##### Records for processing
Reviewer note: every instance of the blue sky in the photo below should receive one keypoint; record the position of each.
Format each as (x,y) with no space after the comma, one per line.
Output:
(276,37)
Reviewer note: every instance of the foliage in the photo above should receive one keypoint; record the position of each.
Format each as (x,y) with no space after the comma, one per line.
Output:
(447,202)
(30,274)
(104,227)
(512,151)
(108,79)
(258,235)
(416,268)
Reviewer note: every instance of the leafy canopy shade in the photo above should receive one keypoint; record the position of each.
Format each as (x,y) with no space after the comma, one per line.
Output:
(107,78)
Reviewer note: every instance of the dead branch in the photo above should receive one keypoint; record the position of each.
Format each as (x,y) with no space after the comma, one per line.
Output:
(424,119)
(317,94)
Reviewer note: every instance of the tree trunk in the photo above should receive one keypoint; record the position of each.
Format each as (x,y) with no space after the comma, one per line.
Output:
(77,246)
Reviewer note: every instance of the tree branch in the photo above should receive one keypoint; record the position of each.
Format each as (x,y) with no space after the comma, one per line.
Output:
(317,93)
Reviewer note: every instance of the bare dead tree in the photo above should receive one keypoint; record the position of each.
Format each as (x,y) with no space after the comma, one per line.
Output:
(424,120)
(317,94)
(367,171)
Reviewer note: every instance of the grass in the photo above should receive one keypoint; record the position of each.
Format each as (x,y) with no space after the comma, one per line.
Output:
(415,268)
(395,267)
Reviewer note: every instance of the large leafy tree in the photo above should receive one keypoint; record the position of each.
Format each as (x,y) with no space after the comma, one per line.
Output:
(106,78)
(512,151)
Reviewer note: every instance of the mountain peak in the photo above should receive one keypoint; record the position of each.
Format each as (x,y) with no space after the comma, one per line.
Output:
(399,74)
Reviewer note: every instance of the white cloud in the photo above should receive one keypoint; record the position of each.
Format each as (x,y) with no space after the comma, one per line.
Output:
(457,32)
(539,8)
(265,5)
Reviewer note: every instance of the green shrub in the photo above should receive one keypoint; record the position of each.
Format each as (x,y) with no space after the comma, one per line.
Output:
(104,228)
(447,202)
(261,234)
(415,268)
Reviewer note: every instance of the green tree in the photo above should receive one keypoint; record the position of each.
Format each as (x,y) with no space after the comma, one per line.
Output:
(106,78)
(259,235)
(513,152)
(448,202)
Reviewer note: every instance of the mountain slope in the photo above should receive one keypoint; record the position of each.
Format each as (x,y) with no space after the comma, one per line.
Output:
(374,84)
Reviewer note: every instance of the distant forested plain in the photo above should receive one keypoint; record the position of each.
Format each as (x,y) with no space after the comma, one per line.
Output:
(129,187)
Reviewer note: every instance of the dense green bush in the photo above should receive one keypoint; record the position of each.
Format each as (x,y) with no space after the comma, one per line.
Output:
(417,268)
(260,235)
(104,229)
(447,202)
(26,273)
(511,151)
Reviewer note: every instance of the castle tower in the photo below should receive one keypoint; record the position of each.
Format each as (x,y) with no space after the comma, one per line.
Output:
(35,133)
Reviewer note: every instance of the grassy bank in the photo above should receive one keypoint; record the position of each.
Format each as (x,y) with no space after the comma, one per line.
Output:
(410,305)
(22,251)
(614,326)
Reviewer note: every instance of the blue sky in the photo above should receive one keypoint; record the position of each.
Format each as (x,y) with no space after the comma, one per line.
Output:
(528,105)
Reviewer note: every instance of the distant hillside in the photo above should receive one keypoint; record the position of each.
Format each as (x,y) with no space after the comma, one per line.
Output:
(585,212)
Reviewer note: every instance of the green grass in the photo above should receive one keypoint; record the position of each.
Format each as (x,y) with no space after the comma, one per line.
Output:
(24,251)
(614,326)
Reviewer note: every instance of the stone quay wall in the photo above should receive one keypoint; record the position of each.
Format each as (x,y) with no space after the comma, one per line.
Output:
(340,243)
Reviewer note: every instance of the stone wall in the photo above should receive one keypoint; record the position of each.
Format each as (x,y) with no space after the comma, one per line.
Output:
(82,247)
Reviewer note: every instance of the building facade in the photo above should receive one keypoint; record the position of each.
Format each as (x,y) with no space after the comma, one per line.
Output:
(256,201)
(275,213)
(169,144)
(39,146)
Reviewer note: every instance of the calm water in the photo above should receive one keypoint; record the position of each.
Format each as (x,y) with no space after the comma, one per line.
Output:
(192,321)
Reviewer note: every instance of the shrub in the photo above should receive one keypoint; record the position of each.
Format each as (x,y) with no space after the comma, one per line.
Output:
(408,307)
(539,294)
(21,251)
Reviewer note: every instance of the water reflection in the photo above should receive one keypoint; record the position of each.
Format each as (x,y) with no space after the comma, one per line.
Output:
##########
Repeat the data precisely, line by line.

Reviewer note: every instance of the blue sky in the photo below should receive one keypoint; record the position of each.
Format each as (x,y) with no space after the comma, one per line.
Output:
(276,37)
Reviewer note: every instance of the foliage in the photo above should receive one keypoint; record the position of each.
Format each as (x,y) with no space after the comma, one per line.
Output:
(447,202)
(30,274)
(104,227)
(512,151)
(108,79)
(258,235)
(416,268)
Reviewer note: every instance of the leafy canopy shade in the photo above should receive one keypoint; record the position of each.
Format each as (x,y) with no space after the comma, one per line.
Output:
(107,78)
Reviewer note: every instance of the dead branch in the photo above should receive one keypoint; record the position of each.
Format each as (x,y) with no space after the comma, one per line.
Output:
(424,119)
(317,94)
Reviewer note: every instance of the tree trunk in the photo above should receive one keypoint; record the position of each.
Format each as (x,y) with no space after the comma, one per line.
Output:
(77,246)
Reviewer note: every instance of the tree branch in the photo above should receive one keypoint; record the position of each.
Format each as (x,y) with no space after the comma, one per line.
Output:
(317,93)
Reviewer note: every instance of the bare dead tree in the photo above should receive one keypoint; record the position of each.
Format each as (x,y) with no space after the comma, one per line.
Output:
(424,120)
(317,94)
(367,171)
Reviewer note: every instance of the grass in the photo above should receive one keypoint; record the position of each.
Format each as (x,y) with no space after the comma, one per line.
Output:
(415,268)
(395,267)
Reviewer note: every instance of the large leafy tree in the photo above should receive one keypoint; record the position of each.
Format each as (x,y) with no space after the comma, one per line.
Output:
(106,78)
(512,151)
Reviewer note: every instance of the mountain peak in the photo above should receive one keypoint; record the position of each.
Format each as (x,y) with no space after the comma, one per line.
Output:
(399,74)
Reviewer note: every instance of the white cloud in the photo above should receive one keypoint; record the position of each.
Format each as (x,y) with no space after the comma, one per line.
Output:
(457,32)
(539,8)
(265,5)
Reviewer note: every instance of the green shrub in the photo above should receive one keypoint; record the position of each.
Format each as (x,y) with no space after the comma, one per line.
Output:
(104,228)
(447,202)
(261,234)
(415,268)
Reviewer note: every instance of the green tree in the photo above should receive one keypoint; record the position of each.
Format each as (x,y) with no space after the comma, one per line.
Output:
(106,78)
(259,235)
(513,152)
(448,202)
Reviewer note: every instance of the mountain slope in the photo above should receive one keypoint; record the position of each.
Format each as (x,y) with no space after the comma, one per line.
Output:
(374,84)
Reviewer note: every instance of the distant forested plain in the photo above should receive one keypoint; record the position of each.
Format each as (x,y) with no space after the comma, one per line.
Output:
(129,187)
Reviewer note: every instance of the dense green bush in the photo above should receive one keypoint; record the position of each.
Format each as (x,y) with no space after the comma, one per line.
Output:
(417,268)
(260,235)
(104,229)
(447,202)
(26,273)
(511,151)
Reviewer note: every instance of the castle tower in the photo below should receive one keypoint; record the position of each.
Format each as (x,y) with no space after the comma, one per line.
Output:
(35,133)
Reviewer note: every instance of the grassy bank in the photo above should receive one keypoint; record the position of each.
Format each as (x,y) with no space after the comma, one per line.
Output:
(410,305)
(22,251)
(614,326)
Reviewer note: every instance of the blue sky in the photo above should receive one keypoint; record the position of each.
Format each as (x,y) with no space after the comma, one per line.
Output:
(528,105)
Reviewer note: every instance of the distant hillside in the photo above should receive one keypoint; record the position of each.
Format each as (x,y) with no space after the comma, one per line.
Output:
(585,212)
Reviewer note: every instance of the green grass in the photo above should receive one keypoint; record the position of each.
Format each as (x,y) with no space after the comma, one per line.
Output:
(24,251)
(614,326)
Reviewer note: every instance of the stone quay wall in the photo above should receive one keypoint; record the position of each.
Format each as (x,y) with no space after the comma, one per line.
Output:
(340,243)
Reviewer note: every instance of the stone wall in the photo above should receive one keypoint; record the position of each.
Format each as (x,y) with no space after the comma, one per line.
Output:
(82,247)
Reviewer note: every instance of the building facade in the photo above should receive one keypoint; record the position of each.
Format each as (x,y) with no space after the comma, one per line.
Output:
(256,201)
(275,213)
(169,144)
(39,146)
Reviewer note: every instance of the calm water in the photo above should receive one keypoint; record the position of each.
Format each as (x,y) with no space after the comma, one per line.
Output:
(192,321)
Reviewer note: every instance of the shrub in the photo above should receive one keypoint; record the position of each.
Format each as (x,y) with no space after the comma, one per line.
Output:
(408,307)
(539,294)
(21,251)
Reviewer note: every instance of the water reflection in the photo above should receive one keypoint; record the position of each.
Format each as (x,y) with no space after the comma, one per line.
Output:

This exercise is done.